▶ [Exercise details] State the count of lines in this material that hold the string "measured" and add nothing.
Record excerpts Block Start
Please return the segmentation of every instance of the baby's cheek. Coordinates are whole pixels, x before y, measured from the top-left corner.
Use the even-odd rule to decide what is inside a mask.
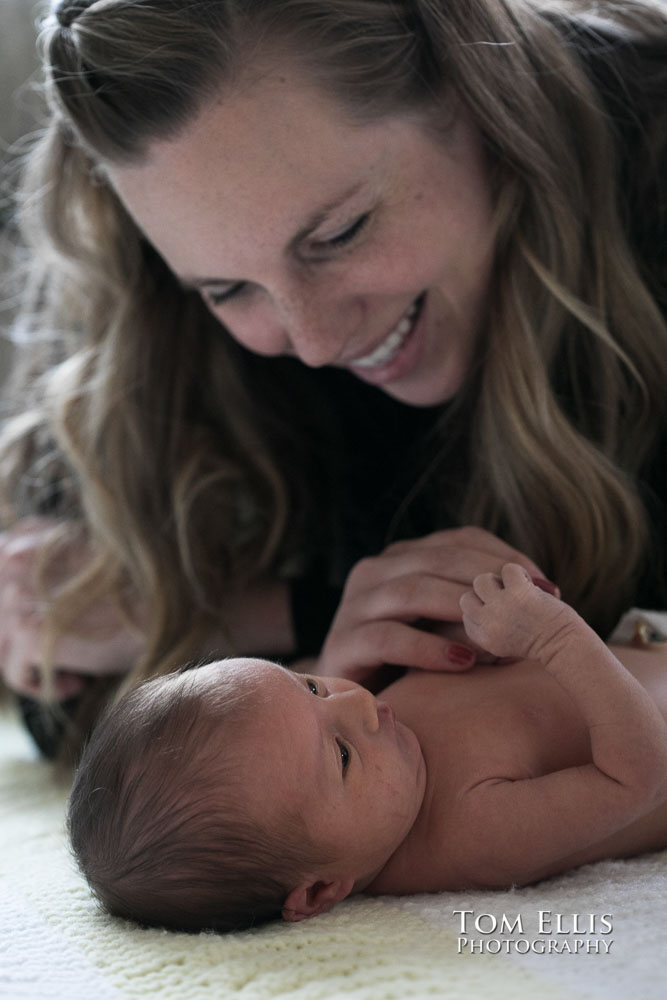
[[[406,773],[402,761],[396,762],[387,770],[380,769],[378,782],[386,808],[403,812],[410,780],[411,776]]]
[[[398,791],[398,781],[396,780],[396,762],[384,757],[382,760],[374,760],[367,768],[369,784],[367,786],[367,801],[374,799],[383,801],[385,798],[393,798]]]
Record excerpts Block End
Record excerpts Block Start
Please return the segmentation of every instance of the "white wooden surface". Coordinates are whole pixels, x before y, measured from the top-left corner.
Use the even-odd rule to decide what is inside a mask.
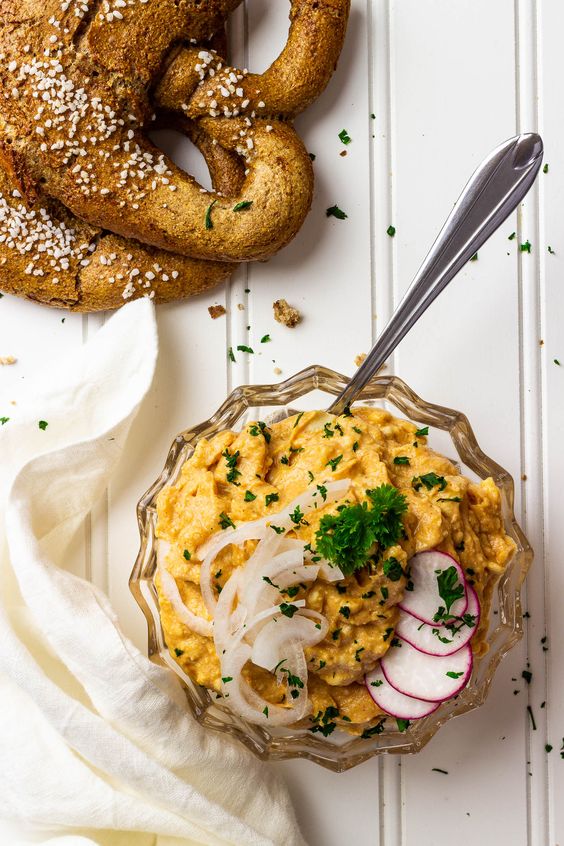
Record excerpts Block End
Record excerpts Block Start
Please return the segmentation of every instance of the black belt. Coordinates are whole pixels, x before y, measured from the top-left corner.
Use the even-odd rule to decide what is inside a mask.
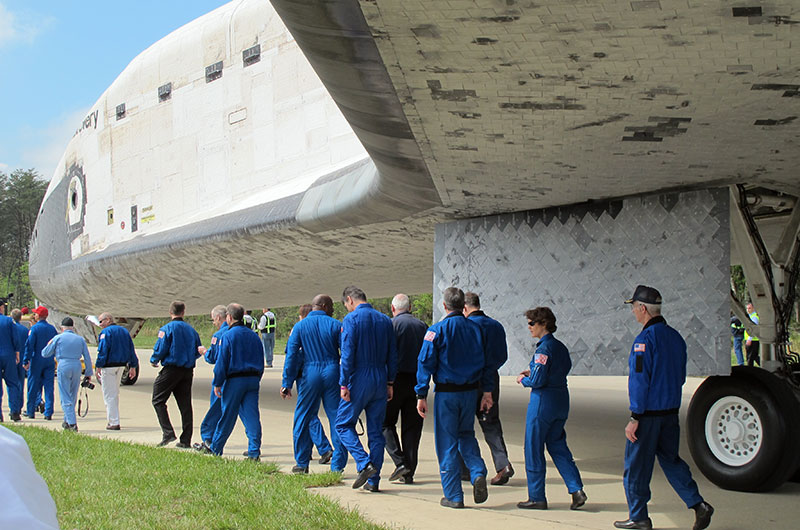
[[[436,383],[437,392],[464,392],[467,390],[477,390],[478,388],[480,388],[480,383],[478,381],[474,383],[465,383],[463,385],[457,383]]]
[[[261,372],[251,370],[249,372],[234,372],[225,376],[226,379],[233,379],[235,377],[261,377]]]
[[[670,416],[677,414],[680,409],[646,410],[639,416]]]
Record excerpts Block End
▶ [Output below] 3